(Saved data entries)
════

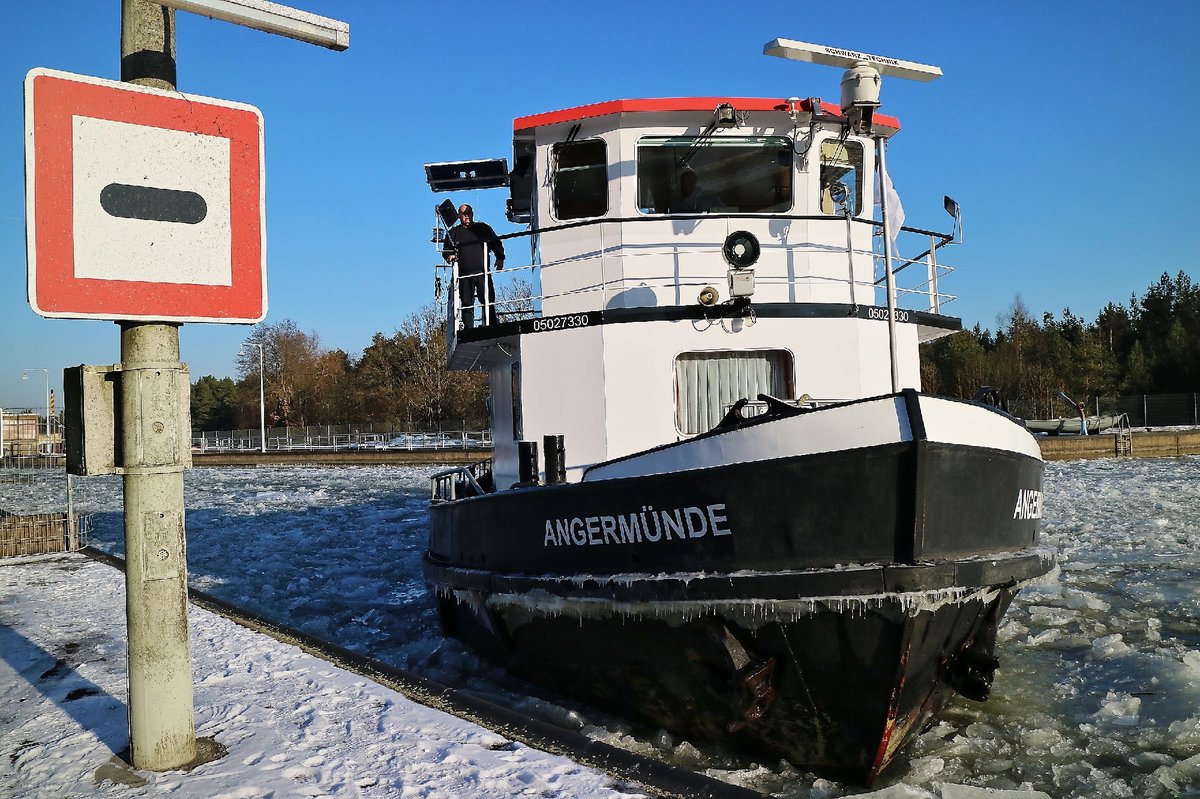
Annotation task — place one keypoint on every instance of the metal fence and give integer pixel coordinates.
(42, 533)
(1161, 409)
(365, 437)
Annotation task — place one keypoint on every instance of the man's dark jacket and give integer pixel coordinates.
(468, 244)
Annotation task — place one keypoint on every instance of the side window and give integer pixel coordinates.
(708, 383)
(841, 178)
(581, 179)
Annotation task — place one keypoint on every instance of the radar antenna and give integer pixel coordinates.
(861, 83)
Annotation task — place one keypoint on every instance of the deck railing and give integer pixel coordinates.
(520, 294)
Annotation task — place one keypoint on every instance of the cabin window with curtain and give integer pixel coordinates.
(714, 174)
(581, 179)
(708, 383)
(841, 178)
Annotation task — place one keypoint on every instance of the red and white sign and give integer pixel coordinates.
(142, 204)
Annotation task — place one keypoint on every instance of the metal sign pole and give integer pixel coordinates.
(154, 395)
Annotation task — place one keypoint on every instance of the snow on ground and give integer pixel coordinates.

════

# [WHAT NEEDS TO BE DONE]
Without the pictures, give the entries above back exactly.

# [EXERCISE ANSWER]
Annotation task — place one keypoint on every instance of the metal fence and give integer pixel coordinates.
(42, 533)
(1161, 409)
(365, 437)
Annotation task — place one keypoint on every instance of the man's dark jacket and give integer pixel coordinates.
(468, 244)
Annotation task — place one keypoint on every instance of the side window and give integer pixel coordinates.
(708, 383)
(841, 178)
(581, 179)
Annotation task — place one keypoint on every instance of the radar antenna and give integer pixel coordinates.
(861, 83)
Annotation task — place one keypoint on every instance of the deck railing and give integer pixel coordinates.
(520, 294)
Annotation task — place one keypoint on every instance of the cabin window with curtain and give integer pixel coordinates.
(714, 174)
(581, 179)
(708, 383)
(841, 178)
Annotation task — place one keypoint on every instance of the red and white sign and give integer pixel coordinates.
(142, 204)
Annotation task — place one keypoint on every instance of the metal sign pole and give integer pixel coordinates.
(154, 395)
Annotation task — place one keypoint on every instance of the snow on ground and give integer pixel coordinates.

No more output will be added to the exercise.